Pointing records
begin
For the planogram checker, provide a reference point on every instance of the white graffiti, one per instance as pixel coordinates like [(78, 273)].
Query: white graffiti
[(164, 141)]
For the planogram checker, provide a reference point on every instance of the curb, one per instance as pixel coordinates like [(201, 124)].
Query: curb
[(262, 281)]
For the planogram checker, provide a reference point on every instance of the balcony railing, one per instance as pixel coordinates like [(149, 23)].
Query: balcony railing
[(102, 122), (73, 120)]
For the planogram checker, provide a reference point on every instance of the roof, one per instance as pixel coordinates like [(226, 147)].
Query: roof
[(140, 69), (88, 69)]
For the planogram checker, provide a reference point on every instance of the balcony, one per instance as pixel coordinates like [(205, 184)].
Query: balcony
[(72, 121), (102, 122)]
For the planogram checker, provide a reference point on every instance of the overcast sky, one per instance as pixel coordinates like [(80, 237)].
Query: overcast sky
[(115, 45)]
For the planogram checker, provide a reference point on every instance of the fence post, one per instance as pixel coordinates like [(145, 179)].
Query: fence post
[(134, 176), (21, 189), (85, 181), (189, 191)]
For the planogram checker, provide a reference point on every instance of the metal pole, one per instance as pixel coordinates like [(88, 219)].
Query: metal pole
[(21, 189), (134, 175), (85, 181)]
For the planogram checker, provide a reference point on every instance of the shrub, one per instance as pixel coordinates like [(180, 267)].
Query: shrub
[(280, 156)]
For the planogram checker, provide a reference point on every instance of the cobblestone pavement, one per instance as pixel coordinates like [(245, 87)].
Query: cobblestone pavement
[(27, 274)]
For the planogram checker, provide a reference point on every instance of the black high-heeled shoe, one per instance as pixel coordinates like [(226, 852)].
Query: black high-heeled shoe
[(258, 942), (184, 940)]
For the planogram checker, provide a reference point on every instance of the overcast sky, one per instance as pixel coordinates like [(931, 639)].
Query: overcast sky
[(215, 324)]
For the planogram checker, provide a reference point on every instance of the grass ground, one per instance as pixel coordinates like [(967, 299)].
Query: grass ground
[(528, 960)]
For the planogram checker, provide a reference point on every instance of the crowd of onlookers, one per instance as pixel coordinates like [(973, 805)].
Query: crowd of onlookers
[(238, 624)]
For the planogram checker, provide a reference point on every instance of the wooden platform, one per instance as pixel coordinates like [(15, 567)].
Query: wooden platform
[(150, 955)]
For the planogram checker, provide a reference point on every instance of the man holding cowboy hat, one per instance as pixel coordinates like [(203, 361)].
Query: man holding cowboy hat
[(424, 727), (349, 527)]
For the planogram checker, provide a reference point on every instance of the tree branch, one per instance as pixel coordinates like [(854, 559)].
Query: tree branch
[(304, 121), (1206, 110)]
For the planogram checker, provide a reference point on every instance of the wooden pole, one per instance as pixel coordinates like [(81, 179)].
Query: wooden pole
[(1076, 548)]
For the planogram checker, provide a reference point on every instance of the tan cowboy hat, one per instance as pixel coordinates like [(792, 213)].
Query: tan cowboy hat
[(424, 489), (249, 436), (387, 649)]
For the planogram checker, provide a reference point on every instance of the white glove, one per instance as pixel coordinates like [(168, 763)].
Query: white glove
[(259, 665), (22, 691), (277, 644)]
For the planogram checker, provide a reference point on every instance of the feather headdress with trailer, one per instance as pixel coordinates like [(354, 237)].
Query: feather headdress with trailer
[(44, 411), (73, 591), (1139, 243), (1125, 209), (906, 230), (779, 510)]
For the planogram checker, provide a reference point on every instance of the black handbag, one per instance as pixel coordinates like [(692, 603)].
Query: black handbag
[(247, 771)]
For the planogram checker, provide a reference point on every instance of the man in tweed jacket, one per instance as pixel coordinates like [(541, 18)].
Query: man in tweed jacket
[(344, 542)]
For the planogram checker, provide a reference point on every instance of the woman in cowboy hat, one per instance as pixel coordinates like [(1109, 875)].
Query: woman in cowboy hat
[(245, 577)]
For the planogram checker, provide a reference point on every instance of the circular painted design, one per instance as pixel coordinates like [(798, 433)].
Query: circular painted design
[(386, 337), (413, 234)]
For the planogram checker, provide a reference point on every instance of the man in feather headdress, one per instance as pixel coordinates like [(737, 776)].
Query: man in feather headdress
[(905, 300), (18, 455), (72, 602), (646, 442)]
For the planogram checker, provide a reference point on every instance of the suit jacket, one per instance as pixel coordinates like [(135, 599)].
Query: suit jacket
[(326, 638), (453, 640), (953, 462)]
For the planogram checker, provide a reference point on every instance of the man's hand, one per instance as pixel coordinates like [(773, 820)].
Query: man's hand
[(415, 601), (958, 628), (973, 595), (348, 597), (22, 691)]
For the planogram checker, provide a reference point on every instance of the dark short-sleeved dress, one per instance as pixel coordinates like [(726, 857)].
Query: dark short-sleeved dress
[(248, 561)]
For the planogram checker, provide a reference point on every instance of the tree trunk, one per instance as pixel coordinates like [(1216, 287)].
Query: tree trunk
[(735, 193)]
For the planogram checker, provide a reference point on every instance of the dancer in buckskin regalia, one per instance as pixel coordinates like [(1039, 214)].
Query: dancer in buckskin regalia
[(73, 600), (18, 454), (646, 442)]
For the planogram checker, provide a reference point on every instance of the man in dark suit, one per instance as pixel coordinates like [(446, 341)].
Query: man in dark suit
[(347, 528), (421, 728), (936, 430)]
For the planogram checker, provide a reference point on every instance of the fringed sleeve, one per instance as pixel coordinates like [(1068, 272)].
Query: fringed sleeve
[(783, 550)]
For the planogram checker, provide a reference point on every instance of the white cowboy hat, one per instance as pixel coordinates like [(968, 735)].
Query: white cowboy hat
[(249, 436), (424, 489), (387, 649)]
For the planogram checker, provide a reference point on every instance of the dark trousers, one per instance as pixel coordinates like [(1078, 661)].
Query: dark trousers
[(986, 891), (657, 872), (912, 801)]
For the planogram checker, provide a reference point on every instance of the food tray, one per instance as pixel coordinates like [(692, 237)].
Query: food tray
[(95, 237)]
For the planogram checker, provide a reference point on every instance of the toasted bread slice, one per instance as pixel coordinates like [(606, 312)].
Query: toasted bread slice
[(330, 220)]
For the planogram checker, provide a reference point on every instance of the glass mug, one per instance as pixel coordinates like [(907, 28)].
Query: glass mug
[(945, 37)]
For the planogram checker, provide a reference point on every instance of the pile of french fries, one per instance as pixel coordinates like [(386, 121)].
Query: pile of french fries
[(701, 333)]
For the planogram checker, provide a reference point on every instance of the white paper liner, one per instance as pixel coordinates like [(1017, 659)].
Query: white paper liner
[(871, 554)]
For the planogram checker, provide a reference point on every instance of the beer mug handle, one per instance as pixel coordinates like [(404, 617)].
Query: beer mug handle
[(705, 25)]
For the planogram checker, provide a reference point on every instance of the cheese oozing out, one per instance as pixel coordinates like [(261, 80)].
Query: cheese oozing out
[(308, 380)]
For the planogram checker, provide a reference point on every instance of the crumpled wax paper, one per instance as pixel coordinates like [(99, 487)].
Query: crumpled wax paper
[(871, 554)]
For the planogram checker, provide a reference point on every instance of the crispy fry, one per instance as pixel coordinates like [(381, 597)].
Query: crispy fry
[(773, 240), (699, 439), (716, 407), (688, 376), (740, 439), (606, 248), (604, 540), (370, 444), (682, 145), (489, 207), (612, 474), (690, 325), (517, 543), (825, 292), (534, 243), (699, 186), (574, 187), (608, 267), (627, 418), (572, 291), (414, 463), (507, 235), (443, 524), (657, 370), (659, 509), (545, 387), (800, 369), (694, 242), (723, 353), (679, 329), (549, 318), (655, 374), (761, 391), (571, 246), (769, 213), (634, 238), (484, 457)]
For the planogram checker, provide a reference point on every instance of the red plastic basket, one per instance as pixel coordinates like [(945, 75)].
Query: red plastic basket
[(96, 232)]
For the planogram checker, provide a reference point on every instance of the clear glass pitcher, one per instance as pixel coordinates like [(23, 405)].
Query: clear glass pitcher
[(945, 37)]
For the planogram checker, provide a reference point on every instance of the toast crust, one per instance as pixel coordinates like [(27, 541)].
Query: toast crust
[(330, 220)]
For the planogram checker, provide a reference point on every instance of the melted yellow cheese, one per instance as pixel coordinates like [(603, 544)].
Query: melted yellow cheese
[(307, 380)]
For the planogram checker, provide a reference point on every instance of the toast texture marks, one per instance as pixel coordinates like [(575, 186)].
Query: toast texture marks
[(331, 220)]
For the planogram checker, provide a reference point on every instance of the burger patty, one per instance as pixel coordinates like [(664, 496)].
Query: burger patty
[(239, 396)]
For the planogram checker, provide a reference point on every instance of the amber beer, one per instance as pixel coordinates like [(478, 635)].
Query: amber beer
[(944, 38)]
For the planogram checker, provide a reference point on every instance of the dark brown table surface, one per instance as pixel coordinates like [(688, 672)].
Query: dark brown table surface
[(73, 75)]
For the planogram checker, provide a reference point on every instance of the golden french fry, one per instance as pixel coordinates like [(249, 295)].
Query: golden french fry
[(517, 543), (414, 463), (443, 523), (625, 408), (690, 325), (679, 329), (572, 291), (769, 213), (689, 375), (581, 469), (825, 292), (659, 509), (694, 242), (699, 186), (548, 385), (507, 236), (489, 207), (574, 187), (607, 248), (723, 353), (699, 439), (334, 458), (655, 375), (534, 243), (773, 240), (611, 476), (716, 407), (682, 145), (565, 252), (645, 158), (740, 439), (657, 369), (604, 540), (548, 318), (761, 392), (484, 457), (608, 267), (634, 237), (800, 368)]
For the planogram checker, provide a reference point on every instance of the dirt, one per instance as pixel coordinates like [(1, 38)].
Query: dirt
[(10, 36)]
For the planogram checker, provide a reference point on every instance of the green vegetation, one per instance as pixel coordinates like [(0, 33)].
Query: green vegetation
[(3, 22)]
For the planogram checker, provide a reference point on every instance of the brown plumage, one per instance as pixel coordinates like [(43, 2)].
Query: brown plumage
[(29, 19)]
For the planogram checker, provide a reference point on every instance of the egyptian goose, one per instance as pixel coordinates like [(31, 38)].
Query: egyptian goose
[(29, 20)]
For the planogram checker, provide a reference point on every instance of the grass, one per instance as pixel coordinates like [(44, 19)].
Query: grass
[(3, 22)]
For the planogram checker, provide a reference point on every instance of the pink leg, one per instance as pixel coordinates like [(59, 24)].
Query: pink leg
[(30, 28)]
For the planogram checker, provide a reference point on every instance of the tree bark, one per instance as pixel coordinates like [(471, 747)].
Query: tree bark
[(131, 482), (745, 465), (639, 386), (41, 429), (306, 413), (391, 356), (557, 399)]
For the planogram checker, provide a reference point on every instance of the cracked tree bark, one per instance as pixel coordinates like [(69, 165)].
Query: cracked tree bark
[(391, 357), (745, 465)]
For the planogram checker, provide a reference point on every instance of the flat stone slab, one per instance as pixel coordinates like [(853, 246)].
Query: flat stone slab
end
**SHORT PROBLEM:** Quote the records verbatim, starting at the line that contains "like [(69, 165)]." and ending at the end of the records.

**WORKED SOLUTION:**
For the planogram checker, provide a reference point on every instance of the cracked tree bark, one per instance as pixel coordinates like [(69, 165)].
Query: cracked tree bark
[(391, 357), (745, 465)]
For the planogram checker, provide a reference point on every instance of the flat stone slab, one per instance as pixel coordinates like [(853, 246)].
Query: flat stone slab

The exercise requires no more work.